**CHALLENGE A**
Answer these questions from the BBQ fest thread below, one answer per line:
(i) On which dates will the event take place?
(ii) What contest is held on Sunday?
(iii) What is the minimum prize money?

** start of EXCERPT TO READ **

# 2009 Boston Hills BBQ Fest - Boston, NY



## The Giggler (Jan 11, 2009)

The Patchin Fire Company is pleased to announce the Inaugural Boston Hills BBQ Fest. Our event will take place on June 26th, 27th and 28th. The weekend will feature a KCBS State Championship BBQ Competition on Saturday, a Wide Open Grilling Contest on Sunday, as well as rides, live music, beverages, food, crafters, fireworks, a car show, and a garden tractor pull.

I am the Contest Chairman, and would be glad to answer any questions you may have. Applications are available. Please send me a PM with your email address, and I will send one out. The website will be up shortly. Hope to see you in June!


----------



## Pigs On The Wing BBQ (Jan 11, 2009)

Got room for my motor home? If so we may road trip.

Pigs


----------



## The Giggler (Jan 11, 2009)

Pigs On The Wing BBQ said:
			
		

> Got room for my motor home? If so we may road trip.
> 
> Pigs



You betcha!  Pull through sites are available.


----------



## Uncle Bubba (Jan 12, 2009)

Can we cater for the event and use a gas cooker for our turn in stuff even though we say we cooked it on a stickburner??


----------



## Diva Q (Jan 13, 2009)

hmm 10 hrs from  my house to there.


----------



## Pigs On The Wing BBQ (Jan 13, 2009)

Uncle Bubba said:
			
		

> Can we cater for the event and use a gas cooker for our turn in stuff even though we say we cooked it on a stickburner??


NO..... That has never happened. Just ask Donny at Oink!      

Pigs
The dude never get's busted!    :x  :twisted:


----------



## Uncle Bubba (Jan 13, 2009)

Yeah...I know... :roll:


----------



## The Giggler (Jan 13, 2009)

Diva Q said:
			
		

> hmm 10 hrs from  my house to there.



Hi Diva,
10 hours to Boston, NY from Barrie?  Its less than 30 miles from Boston, NY to Buffalo.  Beantown is a few more clicks down the 90.  You headed down in June?


----------



## The Giggler (Mar 23, 2009)

The Boston Hills BBQ Fest has our Governor's Proclamation, and will therefore be a State Championship!

We are well on our way to meeting and surpassing the 15 team first year minimum.

Contest Payout will be directly related to the number of competitors.  Minimum prize money is $3000, with the minimum 15 team field.  The more teams entered, the better the payout!

Applications are available at www.bostonhillsbbqfest.com

Hope to see you all in June!


----------



## honcho (Apr 1, 2009)

** end of EXCERPT TO READ **

**CHALLENGE B**
Count the lines in the rows below that contain the string "fish". Give only the number.

** start of TASK INPUTS **

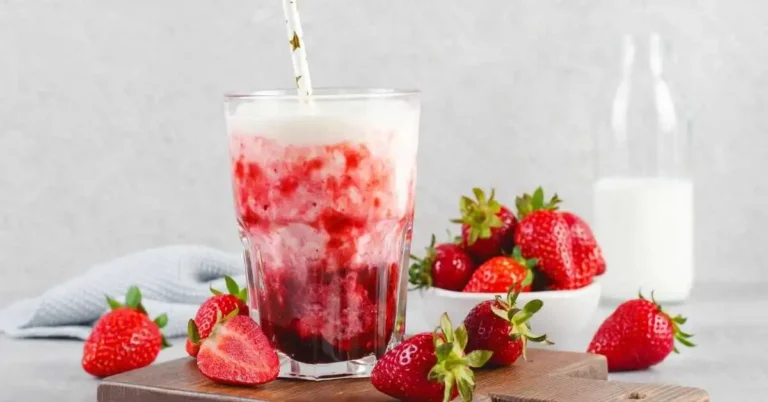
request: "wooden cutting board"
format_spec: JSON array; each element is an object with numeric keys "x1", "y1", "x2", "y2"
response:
[{"x1": 98, "y1": 349, "x2": 709, "y2": 402}]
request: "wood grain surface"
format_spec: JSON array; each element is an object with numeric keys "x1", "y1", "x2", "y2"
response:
[{"x1": 98, "y1": 349, "x2": 709, "y2": 402}]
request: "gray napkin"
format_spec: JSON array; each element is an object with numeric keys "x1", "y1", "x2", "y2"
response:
[{"x1": 0, "y1": 246, "x2": 245, "y2": 339}]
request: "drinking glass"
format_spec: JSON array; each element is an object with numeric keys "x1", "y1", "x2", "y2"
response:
[{"x1": 226, "y1": 89, "x2": 420, "y2": 380}]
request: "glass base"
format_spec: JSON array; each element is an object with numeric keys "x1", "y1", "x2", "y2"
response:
[{"x1": 278, "y1": 352, "x2": 376, "y2": 381}]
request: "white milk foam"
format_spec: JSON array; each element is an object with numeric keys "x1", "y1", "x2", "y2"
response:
[
  {"x1": 227, "y1": 96, "x2": 419, "y2": 214},
  {"x1": 593, "y1": 178, "x2": 693, "y2": 301}
]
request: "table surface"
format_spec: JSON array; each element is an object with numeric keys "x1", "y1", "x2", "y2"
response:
[{"x1": 0, "y1": 283, "x2": 768, "y2": 402}]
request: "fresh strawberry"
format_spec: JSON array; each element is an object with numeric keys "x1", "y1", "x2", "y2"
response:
[
  {"x1": 408, "y1": 235, "x2": 475, "y2": 290},
  {"x1": 197, "y1": 310, "x2": 280, "y2": 385},
  {"x1": 463, "y1": 247, "x2": 536, "y2": 293},
  {"x1": 82, "y1": 286, "x2": 170, "y2": 377},
  {"x1": 587, "y1": 293, "x2": 695, "y2": 371},
  {"x1": 371, "y1": 314, "x2": 492, "y2": 402},
  {"x1": 451, "y1": 188, "x2": 517, "y2": 263},
  {"x1": 515, "y1": 187, "x2": 576, "y2": 286},
  {"x1": 560, "y1": 212, "x2": 605, "y2": 275},
  {"x1": 464, "y1": 287, "x2": 552, "y2": 366},
  {"x1": 186, "y1": 276, "x2": 248, "y2": 357}
]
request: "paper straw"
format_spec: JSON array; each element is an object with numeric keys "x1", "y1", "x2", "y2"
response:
[{"x1": 283, "y1": 0, "x2": 312, "y2": 96}]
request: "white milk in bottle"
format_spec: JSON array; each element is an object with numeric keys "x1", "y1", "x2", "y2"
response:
[{"x1": 593, "y1": 34, "x2": 694, "y2": 302}]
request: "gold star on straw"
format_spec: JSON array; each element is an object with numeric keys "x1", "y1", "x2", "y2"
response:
[{"x1": 288, "y1": 31, "x2": 301, "y2": 50}]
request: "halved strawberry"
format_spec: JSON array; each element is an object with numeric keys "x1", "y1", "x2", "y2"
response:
[
  {"x1": 197, "y1": 310, "x2": 280, "y2": 385},
  {"x1": 186, "y1": 276, "x2": 248, "y2": 357}
]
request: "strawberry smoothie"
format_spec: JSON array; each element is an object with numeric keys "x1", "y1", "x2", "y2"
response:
[{"x1": 227, "y1": 91, "x2": 419, "y2": 376}]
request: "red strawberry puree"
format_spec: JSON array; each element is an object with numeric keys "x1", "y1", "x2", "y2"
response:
[{"x1": 230, "y1": 133, "x2": 414, "y2": 363}]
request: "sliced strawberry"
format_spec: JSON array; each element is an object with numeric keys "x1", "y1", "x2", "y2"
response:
[
  {"x1": 186, "y1": 276, "x2": 249, "y2": 357},
  {"x1": 197, "y1": 315, "x2": 280, "y2": 385}
]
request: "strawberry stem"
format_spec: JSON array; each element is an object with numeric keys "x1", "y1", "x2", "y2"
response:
[
  {"x1": 208, "y1": 275, "x2": 248, "y2": 303},
  {"x1": 491, "y1": 284, "x2": 553, "y2": 360},
  {"x1": 451, "y1": 188, "x2": 504, "y2": 245},
  {"x1": 638, "y1": 290, "x2": 696, "y2": 353},
  {"x1": 408, "y1": 235, "x2": 437, "y2": 289},
  {"x1": 427, "y1": 313, "x2": 493, "y2": 402},
  {"x1": 515, "y1": 187, "x2": 562, "y2": 219}
]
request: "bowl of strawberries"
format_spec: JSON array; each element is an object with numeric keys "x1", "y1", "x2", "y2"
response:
[{"x1": 409, "y1": 188, "x2": 605, "y2": 345}]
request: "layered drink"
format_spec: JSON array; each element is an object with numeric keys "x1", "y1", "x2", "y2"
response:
[{"x1": 227, "y1": 90, "x2": 419, "y2": 378}]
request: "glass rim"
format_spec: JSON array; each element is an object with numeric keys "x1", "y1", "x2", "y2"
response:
[{"x1": 224, "y1": 87, "x2": 421, "y2": 100}]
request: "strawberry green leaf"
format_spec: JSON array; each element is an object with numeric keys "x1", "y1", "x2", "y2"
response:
[
  {"x1": 512, "y1": 299, "x2": 544, "y2": 324},
  {"x1": 443, "y1": 373, "x2": 456, "y2": 402},
  {"x1": 507, "y1": 284, "x2": 520, "y2": 306},
  {"x1": 491, "y1": 306, "x2": 507, "y2": 320},
  {"x1": 480, "y1": 227, "x2": 491, "y2": 239},
  {"x1": 435, "y1": 342, "x2": 453, "y2": 361},
  {"x1": 675, "y1": 328, "x2": 693, "y2": 339},
  {"x1": 125, "y1": 286, "x2": 141, "y2": 309},
  {"x1": 440, "y1": 313, "x2": 453, "y2": 343},
  {"x1": 104, "y1": 295, "x2": 123, "y2": 310},
  {"x1": 237, "y1": 287, "x2": 248, "y2": 302},
  {"x1": 209, "y1": 286, "x2": 223, "y2": 296},
  {"x1": 467, "y1": 350, "x2": 493, "y2": 368},
  {"x1": 136, "y1": 303, "x2": 149, "y2": 315},
  {"x1": 187, "y1": 319, "x2": 200, "y2": 344},
  {"x1": 456, "y1": 378, "x2": 474, "y2": 401},
  {"x1": 672, "y1": 315, "x2": 688, "y2": 325},
  {"x1": 472, "y1": 187, "x2": 484, "y2": 203},
  {"x1": 224, "y1": 307, "x2": 240, "y2": 321},
  {"x1": 155, "y1": 314, "x2": 168, "y2": 328},
  {"x1": 531, "y1": 187, "x2": 544, "y2": 210},
  {"x1": 522, "y1": 268, "x2": 533, "y2": 287},
  {"x1": 469, "y1": 229, "x2": 480, "y2": 245},
  {"x1": 224, "y1": 276, "x2": 240, "y2": 295},
  {"x1": 675, "y1": 337, "x2": 696, "y2": 348},
  {"x1": 454, "y1": 324, "x2": 469, "y2": 350},
  {"x1": 525, "y1": 334, "x2": 553, "y2": 345}
]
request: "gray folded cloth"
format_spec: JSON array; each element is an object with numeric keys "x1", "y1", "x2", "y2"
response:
[{"x1": 0, "y1": 246, "x2": 245, "y2": 339}]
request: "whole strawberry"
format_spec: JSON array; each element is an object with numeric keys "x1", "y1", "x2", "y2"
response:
[
  {"x1": 464, "y1": 287, "x2": 552, "y2": 366},
  {"x1": 82, "y1": 286, "x2": 170, "y2": 377},
  {"x1": 515, "y1": 187, "x2": 576, "y2": 286},
  {"x1": 463, "y1": 247, "x2": 536, "y2": 293},
  {"x1": 408, "y1": 235, "x2": 475, "y2": 290},
  {"x1": 560, "y1": 212, "x2": 605, "y2": 275},
  {"x1": 186, "y1": 276, "x2": 248, "y2": 357},
  {"x1": 451, "y1": 188, "x2": 517, "y2": 263},
  {"x1": 197, "y1": 310, "x2": 280, "y2": 385},
  {"x1": 587, "y1": 293, "x2": 695, "y2": 371},
  {"x1": 371, "y1": 314, "x2": 491, "y2": 402}
]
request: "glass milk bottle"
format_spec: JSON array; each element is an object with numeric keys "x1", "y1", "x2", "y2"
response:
[{"x1": 593, "y1": 34, "x2": 693, "y2": 302}]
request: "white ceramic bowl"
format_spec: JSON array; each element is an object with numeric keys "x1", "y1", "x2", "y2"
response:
[{"x1": 406, "y1": 282, "x2": 600, "y2": 349}]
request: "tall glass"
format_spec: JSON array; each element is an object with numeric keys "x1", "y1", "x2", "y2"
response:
[{"x1": 226, "y1": 89, "x2": 420, "y2": 380}]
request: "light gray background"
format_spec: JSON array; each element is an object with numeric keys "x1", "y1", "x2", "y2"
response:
[{"x1": 0, "y1": 0, "x2": 768, "y2": 305}]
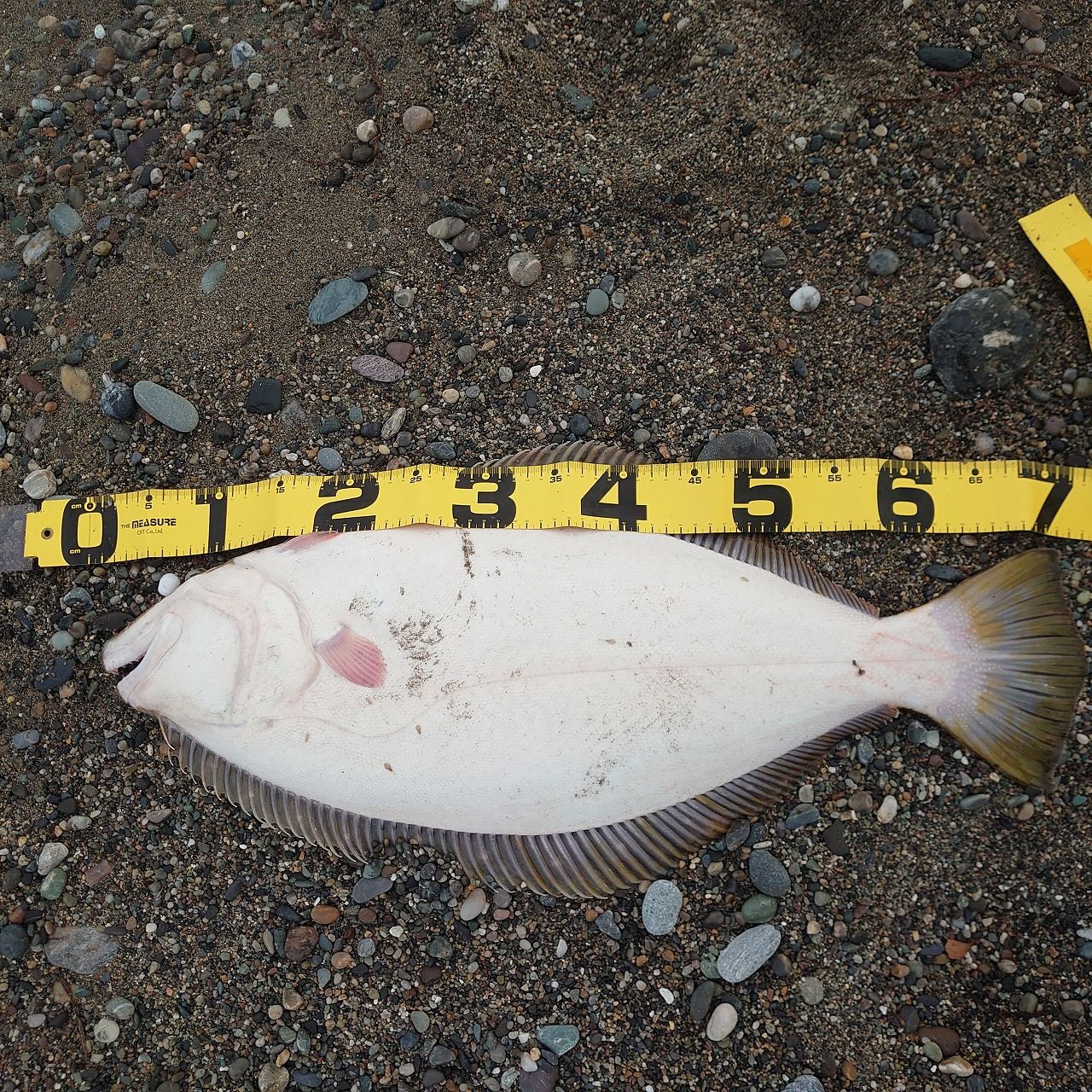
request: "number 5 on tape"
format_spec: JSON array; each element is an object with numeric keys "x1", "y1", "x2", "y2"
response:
[{"x1": 1020, "y1": 194, "x2": 1092, "y2": 345}]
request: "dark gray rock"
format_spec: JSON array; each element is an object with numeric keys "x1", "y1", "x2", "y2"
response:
[
  {"x1": 929, "y1": 288, "x2": 1038, "y2": 395},
  {"x1": 698, "y1": 428, "x2": 777, "y2": 459},
  {"x1": 917, "y1": 46, "x2": 974, "y2": 72}
]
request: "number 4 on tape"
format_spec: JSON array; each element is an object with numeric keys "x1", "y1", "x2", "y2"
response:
[{"x1": 1020, "y1": 194, "x2": 1092, "y2": 345}]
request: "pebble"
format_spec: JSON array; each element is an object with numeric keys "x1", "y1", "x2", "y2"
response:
[
  {"x1": 38, "y1": 842, "x2": 67, "y2": 876},
  {"x1": 641, "y1": 880, "x2": 682, "y2": 937},
  {"x1": 584, "y1": 288, "x2": 611, "y2": 317},
  {"x1": 717, "y1": 925, "x2": 781, "y2": 983},
  {"x1": 402, "y1": 106, "x2": 436, "y2": 133},
  {"x1": 929, "y1": 288, "x2": 1040, "y2": 395},
  {"x1": 22, "y1": 468, "x2": 57, "y2": 500},
  {"x1": 350, "y1": 876, "x2": 394, "y2": 906},
  {"x1": 508, "y1": 250, "x2": 546, "y2": 286},
  {"x1": 788, "y1": 284, "x2": 822, "y2": 313},
  {"x1": 747, "y1": 850, "x2": 791, "y2": 898},
  {"x1": 201, "y1": 262, "x2": 227, "y2": 296},
  {"x1": 917, "y1": 46, "x2": 974, "y2": 72},
  {"x1": 876, "y1": 796, "x2": 898, "y2": 823},
  {"x1": 426, "y1": 216, "x2": 467, "y2": 241},
  {"x1": 46, "y1": 204, "x2": 83, "y2": 238},
  {"x1": 307, "y1": 276, "x2": 368, "y2": 327},
  {"x1": 98, "y1": 377, "x2": 136, "y2": 421},
  {"x1": 133, "y1": 379, "x2": 199, "y2": 433},
  {"x1": 781, "y1": 1073, "x2": 823, "y2": 1092},
  {"x1": 459, "y1": 888, "x2": 488, "y2": 921},
  {"x1": 706, "y1": 1002, "x2": 740, "y2": 1043},
  {"x1": 316, "y1": 448, "x2": 345, "y2": 474},
  {"x1": 740, "y1": 894, "x2": 777, "y2": 925},
  {"x1": 535, "y1": 1025, "x2": 580, "y2": 1057},
  {"x1": 868, "y1": 248, "x2": 902, "y2": 276},
  {"x1": 595, "y1": 909, "x2": 621, "y2": 940},
  {"x1": 46, "y1": 925, "x2": 118, "y2": 974},
  {"x1": 93, "y1": 1017, "x2": 121, "y2": 1045},
  {"x1": 351, "y1": 352, "x2": 406, "y2": 383}
]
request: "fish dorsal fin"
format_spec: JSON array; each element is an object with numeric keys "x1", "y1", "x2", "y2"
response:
[{"x1": 477, "y1": 440, "x2": 880, "y2": 618}]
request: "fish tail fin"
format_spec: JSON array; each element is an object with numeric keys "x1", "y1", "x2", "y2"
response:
[{"x1": 921, "y1": 549, "x2": 1088, "y2": 792}]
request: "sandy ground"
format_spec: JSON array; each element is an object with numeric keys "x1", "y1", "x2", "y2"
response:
[{"x1": 0, "y1": 0, "x2": 1092, "y2": 1092}]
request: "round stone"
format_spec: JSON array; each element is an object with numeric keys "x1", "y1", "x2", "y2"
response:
[
  {"x1": 641, "y1": 880, "x2": 682, "y2": 937},
  {"x1": 94, "y1": 1017, "x2": 121, "y2": 1046},
  {"x1": 156, "y1": 572, "x2": 181, "y2": 595},
  {"x1": 584, "y1": 288, "x2": 611, "y2": 316},
  {"x1": 402, "y1": 106, "x2": 436, "y2": 133},
  {"x1": 508, "y1": 250, "x2": 543, "y2": 288},
  {"x1": 717, "y1": 925, "x2": 781, "y2": 983},
  {"x1": 535, "y1": 1025, "x2": 580, "y2": 1057},
  {"x1": 706, "y1": 1002, "x2": 740, "y2": 1043},
  {"x1": 747, "y1": 850, "x2": 791, "y2": 898},
  {"x1": 317, "y1": 448, "x2": 345, "y2": 474},
  {"x1": 868, "y1": 248, "x2": 902, "y2": 276},
  {"x1": 788, "y1": 284, "x2": 822, "y2": 313},
  {"x1": 459, "y1": 888, "x2": 488, "y2": 921},
  {"x1": 133, "y1": 379, "x2": 200, "y2": 433}
]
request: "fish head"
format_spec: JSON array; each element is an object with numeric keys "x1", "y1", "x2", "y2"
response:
[{"x1": 102, "y1": 562, "x2": 317, "y2": 732}]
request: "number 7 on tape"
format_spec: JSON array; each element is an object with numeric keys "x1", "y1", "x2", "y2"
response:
[{"x1": 1020, "y1": 194, "x2": 1092, "y2": 345}]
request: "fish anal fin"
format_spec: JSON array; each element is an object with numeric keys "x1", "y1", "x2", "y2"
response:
[
  {"x1": 479, "y1": 441, "x2": 879, "y2": 618},
  {"x1": 315, "y1": 625, "x2": 386, "y2": 687}
]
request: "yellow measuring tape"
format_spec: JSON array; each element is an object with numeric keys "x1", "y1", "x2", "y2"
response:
[{"x1": 24, "y1": 459, "x2": 1092, "y2": 566}]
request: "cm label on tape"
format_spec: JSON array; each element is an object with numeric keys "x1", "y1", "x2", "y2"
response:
[{"x1": 23, "y1": 459, "x2": 1092, "y2": 566}]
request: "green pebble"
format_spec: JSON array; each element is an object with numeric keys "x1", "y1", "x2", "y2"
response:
[
  {"x1": 740, "y1": 894, "x2": 777, "y2": 925},
  {"x1": 38, "y1": 866, "x2": 67, "y2": 901}
]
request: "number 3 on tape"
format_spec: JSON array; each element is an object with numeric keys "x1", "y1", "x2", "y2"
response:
[{"x1": 1020, "y1": 194, "x2": 1092, "y2": 345}]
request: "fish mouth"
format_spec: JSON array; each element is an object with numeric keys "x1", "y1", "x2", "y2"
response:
[{"x1": 102, "y1": 612, "x2": 183, "y2": 707}]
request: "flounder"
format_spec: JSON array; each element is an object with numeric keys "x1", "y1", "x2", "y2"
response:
[{"x1": 104, "y1": 444, "x2": 1085, "y2": 897}]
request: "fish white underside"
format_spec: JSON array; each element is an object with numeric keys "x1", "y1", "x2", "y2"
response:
[{"x1": 122, "y1": 527, "x2": 960, "y2": 834}]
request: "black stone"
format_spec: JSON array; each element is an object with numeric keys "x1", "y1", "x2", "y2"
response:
[{"x1": 247, "y1": 379, "x2": 282, "y2": 414}]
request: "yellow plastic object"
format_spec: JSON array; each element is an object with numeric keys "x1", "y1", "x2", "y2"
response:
[
  {"x1": 24, "y1": 459, "x2": 1092, "y2": 566},
  {"x1": 1020, "y1": 194, "x2": 1092, "y2": 345}
]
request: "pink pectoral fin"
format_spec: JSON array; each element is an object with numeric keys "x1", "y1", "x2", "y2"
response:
[{"x1": 315, "y1": 625, "x2": 386, "y2": 687}]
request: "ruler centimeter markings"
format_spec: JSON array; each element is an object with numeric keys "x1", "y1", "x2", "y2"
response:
[{"x1": 15, "y1": 459, "x2": 1092, "y2": 566}]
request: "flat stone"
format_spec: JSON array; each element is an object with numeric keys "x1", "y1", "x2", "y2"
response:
[
  {"x1": 307, "y1": 276, "x2": 368, "y2": 327},
  {"x1": 929, "y1": 288, "x2": 1041, "y2": 395},
  {"x1": 698, "y1": 428, "x2": 777, "y2": 461},
  {"x1": 706, "y1": 1002, "x2": 740, "y2": 1043},
  {"x1": 133, "y1": 379, "x2": 200, "y2": 433},
  {"x1": 351, "y1": 352, "x2": 406, "y2": 383},
  {"x1": 245, "y1": 377, "x2": 283, "y2": 414},
  {"x1": 508, "y1": 250, "x2": 546, "y2": 286},
  {"x1": 535, "y1": 1025, "x2": 580, "y2": 1057},
  {"x1": 402, "y1": 106, "x2": 436, "y2": 133},
  {"x1": 917, "y1": 46, "x2": 974, "y2": 72},
  {"x1": 641, "y1": 880, "x2": 682, "y2": 937},
  {"x1": 717, "y1": 925, "x2": 781, "y2": 984},
  {"x1": 46, "y1": 204, "x2": 83, "y2": 238},
  {"x1": 747, "y1": 850, "x2": 792, "y2": 898},
  {"x1": 46, "y1": 925, "x2": 118, "y2": 974}
]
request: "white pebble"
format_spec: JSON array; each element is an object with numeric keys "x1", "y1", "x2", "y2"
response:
[
  {"x1": 788, "y1": 284, "x2": 822, "y2": 312},
  {"x1": 706, "y1": 1002, "x2": 740, "y2": 1043},
  {"x1": 159, "y1": 572, "x2": 181, "y2": 595}
]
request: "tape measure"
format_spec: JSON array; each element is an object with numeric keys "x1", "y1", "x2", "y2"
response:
[{"x1": 13, "y1": 459, "x2": 1092, "y2": 566}]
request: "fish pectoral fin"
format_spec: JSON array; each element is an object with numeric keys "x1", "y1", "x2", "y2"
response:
[{"x1": 315, "y1": 624, "x2": 386, "y2": 687}]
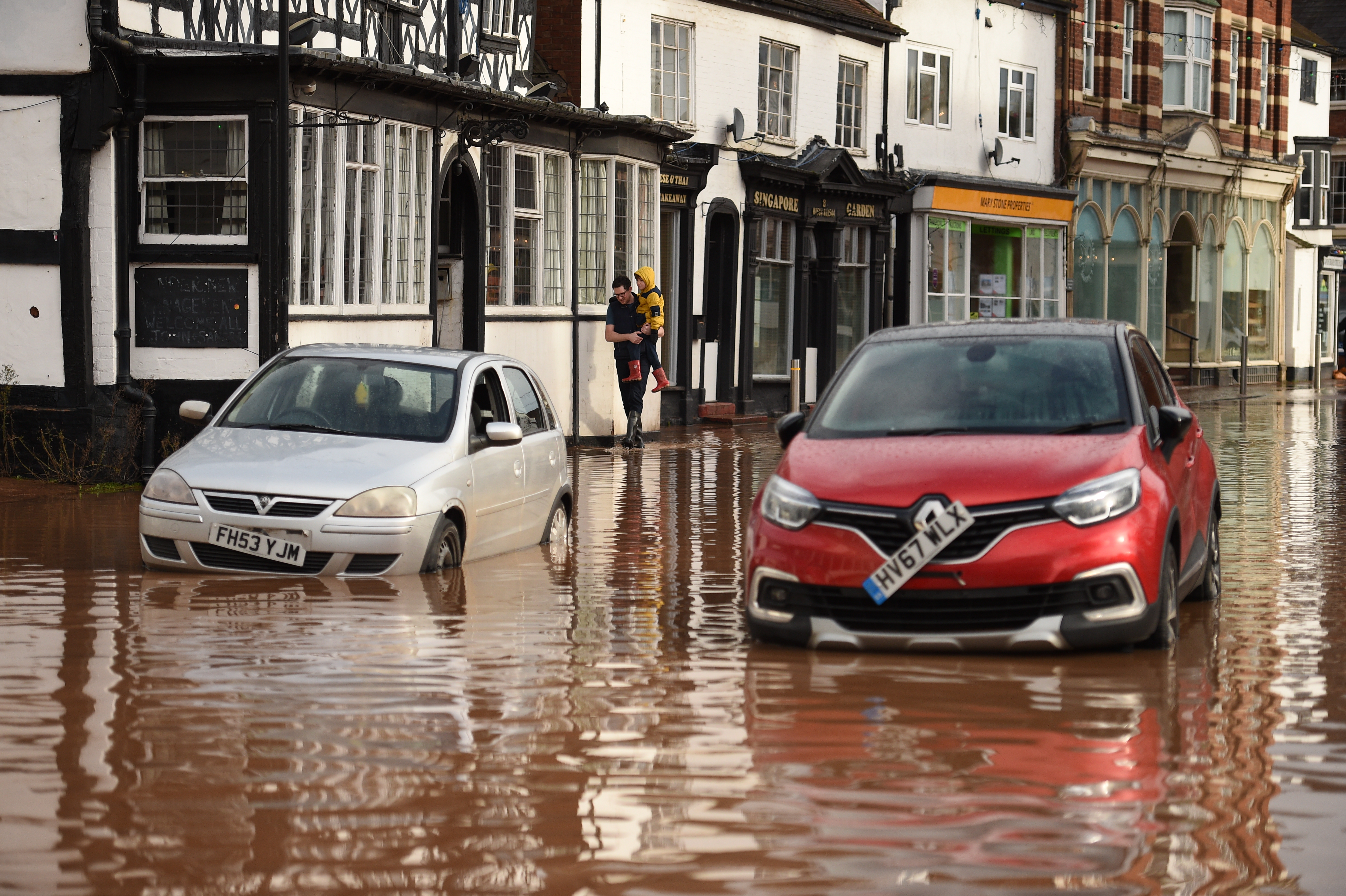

** end of TASK INPUTS **

**COMPLETE ANSWER A**
(i) June 26th, 27th and 28th
(ii) A Wide Open Grilling Contest
(iii) $3000

**COMPLETE ANSWER B**
7